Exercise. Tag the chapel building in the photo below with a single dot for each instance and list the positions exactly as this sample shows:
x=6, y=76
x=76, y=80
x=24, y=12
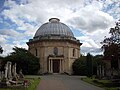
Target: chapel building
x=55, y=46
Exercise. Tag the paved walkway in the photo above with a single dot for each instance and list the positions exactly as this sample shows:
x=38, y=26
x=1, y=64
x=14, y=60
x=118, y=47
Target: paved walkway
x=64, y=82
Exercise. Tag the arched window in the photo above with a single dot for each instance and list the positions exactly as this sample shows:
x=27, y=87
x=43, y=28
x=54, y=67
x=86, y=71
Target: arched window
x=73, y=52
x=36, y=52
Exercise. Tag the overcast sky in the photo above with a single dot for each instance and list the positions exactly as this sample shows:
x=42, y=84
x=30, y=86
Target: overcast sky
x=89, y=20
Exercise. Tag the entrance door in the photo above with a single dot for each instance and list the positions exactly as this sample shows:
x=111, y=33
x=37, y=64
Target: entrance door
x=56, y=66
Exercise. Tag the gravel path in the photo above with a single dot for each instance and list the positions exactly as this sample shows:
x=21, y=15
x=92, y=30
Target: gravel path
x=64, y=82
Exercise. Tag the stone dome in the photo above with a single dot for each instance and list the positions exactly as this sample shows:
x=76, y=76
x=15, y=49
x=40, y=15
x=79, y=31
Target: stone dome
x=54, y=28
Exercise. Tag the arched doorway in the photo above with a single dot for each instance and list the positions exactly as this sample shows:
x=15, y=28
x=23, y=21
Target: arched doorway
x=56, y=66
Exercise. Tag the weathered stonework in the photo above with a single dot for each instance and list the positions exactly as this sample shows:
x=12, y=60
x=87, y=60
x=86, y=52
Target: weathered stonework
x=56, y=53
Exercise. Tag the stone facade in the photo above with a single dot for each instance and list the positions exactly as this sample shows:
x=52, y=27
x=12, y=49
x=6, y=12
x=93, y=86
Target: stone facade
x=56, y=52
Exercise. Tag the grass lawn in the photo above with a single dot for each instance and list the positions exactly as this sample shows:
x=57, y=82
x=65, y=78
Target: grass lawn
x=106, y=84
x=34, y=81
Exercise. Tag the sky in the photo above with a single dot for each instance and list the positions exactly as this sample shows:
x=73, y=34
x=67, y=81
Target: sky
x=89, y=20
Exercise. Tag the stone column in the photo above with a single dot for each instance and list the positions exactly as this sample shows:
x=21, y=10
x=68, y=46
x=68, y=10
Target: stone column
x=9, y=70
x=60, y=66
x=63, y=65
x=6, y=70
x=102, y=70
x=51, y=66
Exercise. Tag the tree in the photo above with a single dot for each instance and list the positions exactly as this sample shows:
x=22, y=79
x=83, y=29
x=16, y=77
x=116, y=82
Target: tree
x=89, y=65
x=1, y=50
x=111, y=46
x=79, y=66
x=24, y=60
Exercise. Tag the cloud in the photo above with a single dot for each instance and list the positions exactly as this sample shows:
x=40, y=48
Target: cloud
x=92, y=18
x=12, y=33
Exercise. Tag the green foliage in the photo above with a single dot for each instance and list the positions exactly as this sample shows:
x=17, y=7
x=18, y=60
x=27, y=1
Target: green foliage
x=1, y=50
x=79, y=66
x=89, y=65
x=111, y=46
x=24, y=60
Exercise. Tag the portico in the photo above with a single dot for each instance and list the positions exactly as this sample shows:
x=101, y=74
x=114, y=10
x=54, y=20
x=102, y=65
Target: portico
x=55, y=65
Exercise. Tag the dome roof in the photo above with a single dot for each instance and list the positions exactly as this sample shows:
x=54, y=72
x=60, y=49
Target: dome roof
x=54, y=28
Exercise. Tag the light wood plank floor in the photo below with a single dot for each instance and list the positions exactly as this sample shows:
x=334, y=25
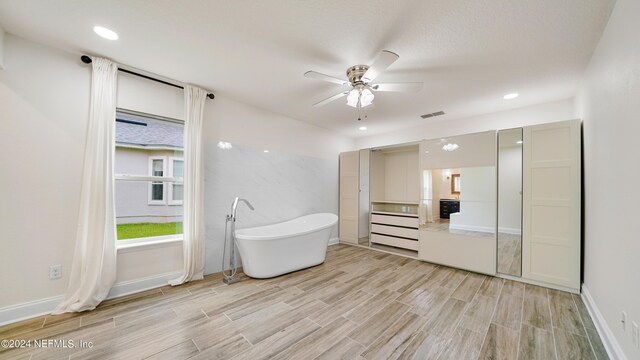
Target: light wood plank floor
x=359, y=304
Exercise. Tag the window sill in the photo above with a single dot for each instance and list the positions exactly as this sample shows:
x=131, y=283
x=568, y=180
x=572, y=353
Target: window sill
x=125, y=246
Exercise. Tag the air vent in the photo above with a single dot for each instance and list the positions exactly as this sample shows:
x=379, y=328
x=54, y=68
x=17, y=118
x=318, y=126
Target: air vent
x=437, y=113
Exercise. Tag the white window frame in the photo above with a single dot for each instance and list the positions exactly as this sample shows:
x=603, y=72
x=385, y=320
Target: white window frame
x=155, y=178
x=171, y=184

---*---

- **Task objective**
Write out, please, the lines of the listing above from the one with "Exercise. Tag the dome" through the very last, exactly as given and with no pictures.

- **Solved exercise**
Exercise. Tag the dome roof in the photo above with a single dot for each instance and list the positions exactly as this sample shows:
x=54, y=72
x=60, y=49
Target: dome roof
x=54, y=28
Exercise. Tag the light wood plank floor in the photo below with a single dot for each instance and list the positions exactly as this sample shows:
x=334, y=25
Target: light wood plank floor
x=359, y=304
Exercise. Tag the window sill in the photo above with a single dot for each instance and list the positions exactly as this sample shows:
x=131, y=283
x=568, y=180
x=572, y=353
Target: window sill
x=125, y=246
Exercise. Tag the air vent in the photo above with a single dot for each instance and list the positions exactly as this sample shows:
x=379, y=328
x=54, y=68
x=17, y=118
x=318, y=126
Target: air vent
x=437, y=113
Exercise. Tag the white window frame in the photo above with a single dot for each instance and list the positions exactly as this sample shows:
x=603, y=72
x=385, y=320
Target: white window frame
x=155, y=178
x=171, y=184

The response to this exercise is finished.